Print exactly the lines below between the line containing "[spot] the blurred green" and the line containing "[spot] the green leaf", counting both of those lines. Leave pictures out.

++++++

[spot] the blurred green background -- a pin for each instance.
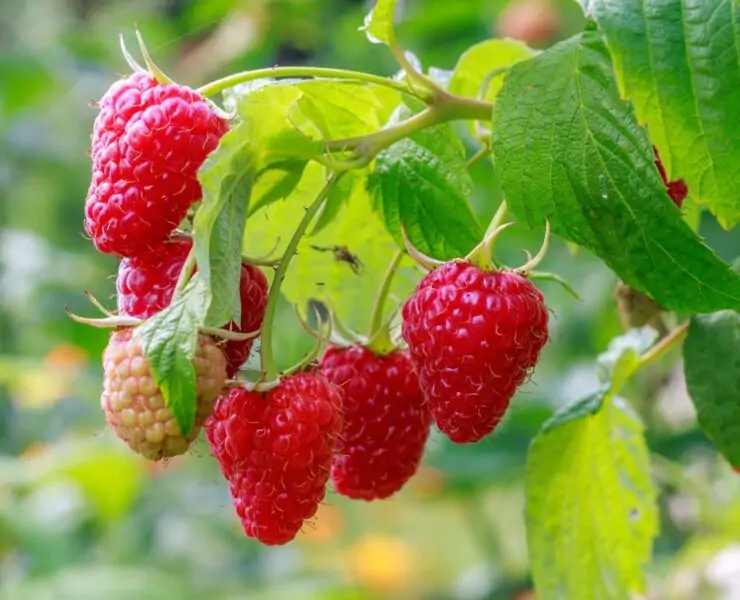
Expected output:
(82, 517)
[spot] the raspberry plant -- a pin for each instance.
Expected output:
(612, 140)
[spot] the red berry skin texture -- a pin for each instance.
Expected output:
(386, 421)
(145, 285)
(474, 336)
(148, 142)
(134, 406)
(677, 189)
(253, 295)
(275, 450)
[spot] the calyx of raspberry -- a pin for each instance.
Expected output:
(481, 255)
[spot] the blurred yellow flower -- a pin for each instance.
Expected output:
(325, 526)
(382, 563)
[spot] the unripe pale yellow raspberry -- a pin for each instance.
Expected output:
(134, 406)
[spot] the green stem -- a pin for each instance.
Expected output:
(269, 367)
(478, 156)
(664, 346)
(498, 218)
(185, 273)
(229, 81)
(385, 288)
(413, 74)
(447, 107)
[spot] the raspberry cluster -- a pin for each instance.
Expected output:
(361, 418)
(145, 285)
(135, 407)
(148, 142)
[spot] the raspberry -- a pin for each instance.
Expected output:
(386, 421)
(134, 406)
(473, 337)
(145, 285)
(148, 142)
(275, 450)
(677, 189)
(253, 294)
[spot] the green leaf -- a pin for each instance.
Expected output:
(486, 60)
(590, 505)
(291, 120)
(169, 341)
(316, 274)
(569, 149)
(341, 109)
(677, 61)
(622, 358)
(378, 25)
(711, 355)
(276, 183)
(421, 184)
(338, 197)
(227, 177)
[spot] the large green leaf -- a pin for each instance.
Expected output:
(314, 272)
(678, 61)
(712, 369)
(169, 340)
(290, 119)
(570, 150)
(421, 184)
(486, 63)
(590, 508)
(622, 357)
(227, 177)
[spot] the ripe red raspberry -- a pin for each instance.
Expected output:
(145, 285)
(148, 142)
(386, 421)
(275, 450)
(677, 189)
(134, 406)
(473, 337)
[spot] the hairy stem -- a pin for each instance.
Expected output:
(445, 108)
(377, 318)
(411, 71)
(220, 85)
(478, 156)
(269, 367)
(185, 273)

++++++

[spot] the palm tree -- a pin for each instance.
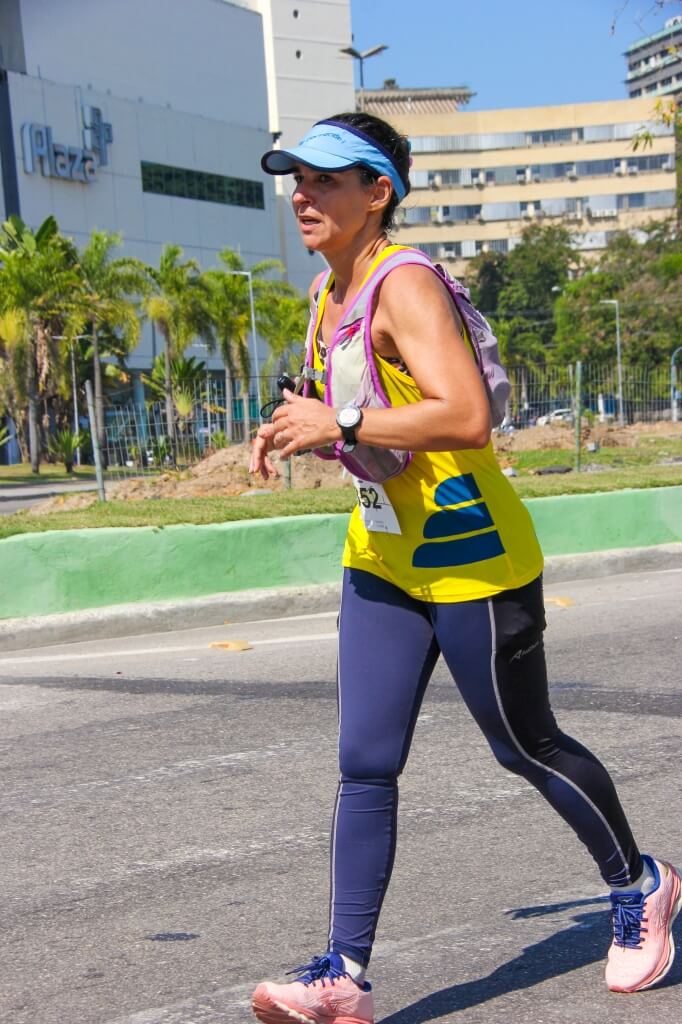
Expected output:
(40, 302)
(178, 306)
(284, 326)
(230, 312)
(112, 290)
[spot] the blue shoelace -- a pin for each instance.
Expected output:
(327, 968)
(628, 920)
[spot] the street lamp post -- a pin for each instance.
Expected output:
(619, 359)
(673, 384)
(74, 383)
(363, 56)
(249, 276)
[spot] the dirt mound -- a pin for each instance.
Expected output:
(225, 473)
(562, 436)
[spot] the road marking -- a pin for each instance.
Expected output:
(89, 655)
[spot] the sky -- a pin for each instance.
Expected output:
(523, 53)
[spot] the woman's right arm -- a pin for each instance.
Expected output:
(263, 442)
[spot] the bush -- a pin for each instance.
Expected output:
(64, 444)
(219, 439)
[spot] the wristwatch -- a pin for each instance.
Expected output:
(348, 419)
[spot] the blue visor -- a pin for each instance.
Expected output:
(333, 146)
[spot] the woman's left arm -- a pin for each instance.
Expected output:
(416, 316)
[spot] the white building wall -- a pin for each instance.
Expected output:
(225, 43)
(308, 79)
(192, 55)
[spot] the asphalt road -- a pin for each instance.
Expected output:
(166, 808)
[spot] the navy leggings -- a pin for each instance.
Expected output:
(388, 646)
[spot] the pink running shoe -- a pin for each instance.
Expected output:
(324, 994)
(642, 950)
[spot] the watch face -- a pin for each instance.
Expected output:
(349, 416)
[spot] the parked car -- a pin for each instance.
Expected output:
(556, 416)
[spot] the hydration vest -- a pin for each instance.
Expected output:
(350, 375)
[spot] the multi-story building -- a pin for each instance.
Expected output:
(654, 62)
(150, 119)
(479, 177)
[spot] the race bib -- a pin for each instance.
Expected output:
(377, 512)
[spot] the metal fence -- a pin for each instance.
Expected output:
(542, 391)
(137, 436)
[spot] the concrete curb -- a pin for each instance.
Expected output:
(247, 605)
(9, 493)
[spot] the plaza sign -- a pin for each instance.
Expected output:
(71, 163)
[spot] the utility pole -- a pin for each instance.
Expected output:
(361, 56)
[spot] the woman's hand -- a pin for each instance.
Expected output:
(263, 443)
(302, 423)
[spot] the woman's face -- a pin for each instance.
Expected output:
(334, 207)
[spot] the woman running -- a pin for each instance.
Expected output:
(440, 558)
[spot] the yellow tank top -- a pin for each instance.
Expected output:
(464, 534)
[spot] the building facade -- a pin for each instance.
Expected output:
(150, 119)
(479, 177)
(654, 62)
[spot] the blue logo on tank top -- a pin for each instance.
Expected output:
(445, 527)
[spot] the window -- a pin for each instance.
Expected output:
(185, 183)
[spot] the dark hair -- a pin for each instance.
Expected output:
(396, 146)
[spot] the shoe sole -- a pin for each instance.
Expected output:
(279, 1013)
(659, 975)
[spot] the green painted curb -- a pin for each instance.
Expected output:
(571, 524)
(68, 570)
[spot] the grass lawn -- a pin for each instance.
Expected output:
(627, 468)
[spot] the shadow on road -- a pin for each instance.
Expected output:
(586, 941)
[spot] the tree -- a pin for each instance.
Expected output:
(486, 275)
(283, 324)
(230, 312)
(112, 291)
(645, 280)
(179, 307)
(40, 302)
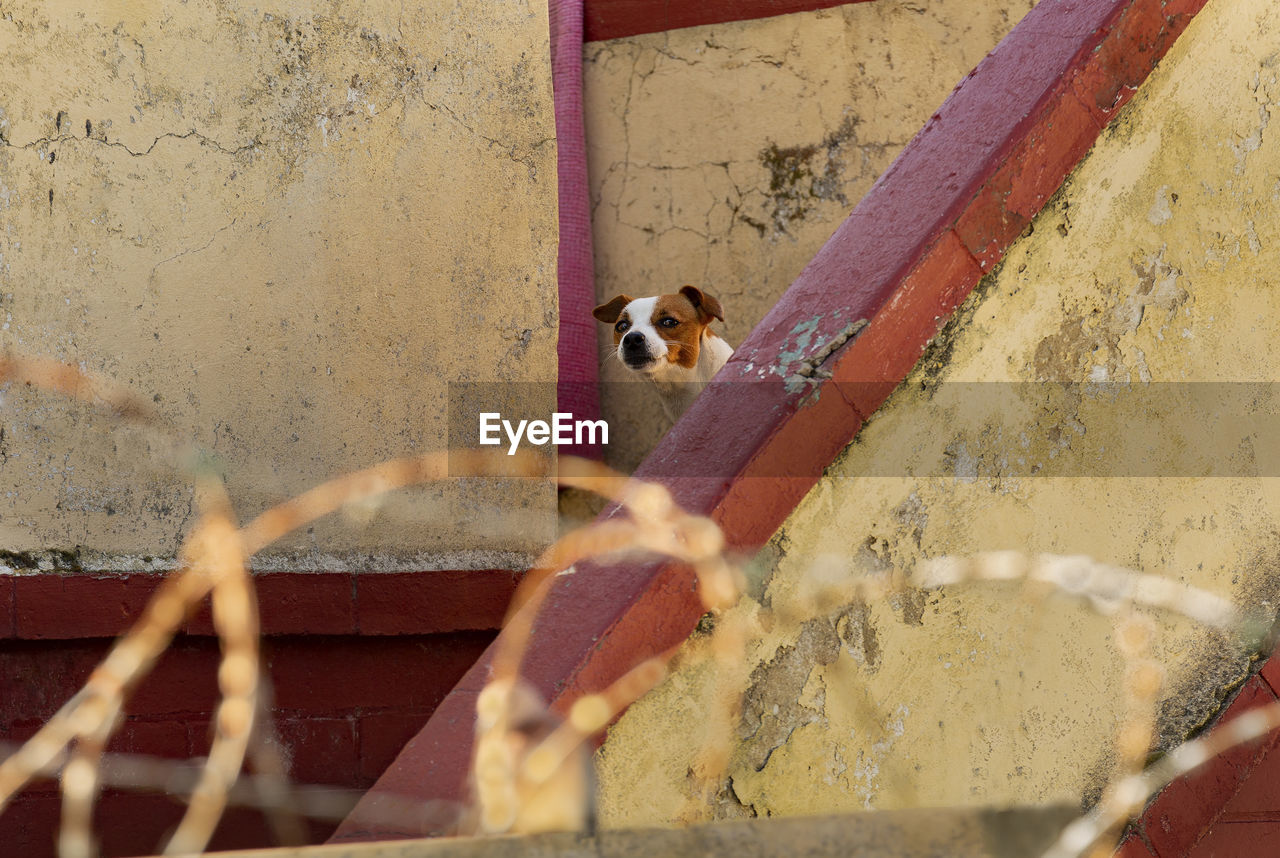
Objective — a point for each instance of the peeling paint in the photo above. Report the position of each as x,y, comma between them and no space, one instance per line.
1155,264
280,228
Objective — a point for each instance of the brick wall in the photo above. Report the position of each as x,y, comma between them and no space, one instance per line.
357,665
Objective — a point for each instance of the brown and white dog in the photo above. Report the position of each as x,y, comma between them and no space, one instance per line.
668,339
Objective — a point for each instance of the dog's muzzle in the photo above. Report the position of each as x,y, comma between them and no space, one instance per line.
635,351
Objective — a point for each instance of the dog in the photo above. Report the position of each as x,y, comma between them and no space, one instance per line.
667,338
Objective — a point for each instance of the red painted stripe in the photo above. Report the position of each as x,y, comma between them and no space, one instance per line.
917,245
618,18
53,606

++++++

Output of the task:
[spot] the blurred green background -- a pin for each instance.
Expected output:
(82, 517)
[spot] the raspberry plant -- a pin for each instance.
Expected output:
(612, 140)
[spot] the red berry skin texture -- a pin for each instance.
Expected output:
(386, 421)
(145, 285)
(474, 336)
(148, 142)
(134, 406)
(677, 189)
(253, 295)
(275, 450)
[spot] the calyx of raspberry -- a pin for each instance.
Expected output:
(481, 255)
[spot] the blurred yellow flower -- a pin for each instance.
Expected output:
(325, 526)
(382, 563)
[spot] the unripe pale yellow raspberry -- a pin for each instance.
Expected output:
(134, 406)
[spot] the green stem -- a pin for each instance.
Expected output:
(269, 367)
(478, 156)
(664, 346)
(498, 218)
(185, 273)
(229, 81)
(385, 288)
(413, 74)
(447, 107)
[spot] the raspberry cluster -- a pin for each instance.
Expected output:
(361, 418)
(145, 285)
(135, 407)
(148, 142)
[spot] the raspberry -- a pin for each instance.
Expected output:
(386, 421)
(134, 406)
(473, 337)
(145, 285)
(148, 142)
(275, 450)
(677, 189)
(253, 294)
[spot] the green leaf -- a pin for each instance.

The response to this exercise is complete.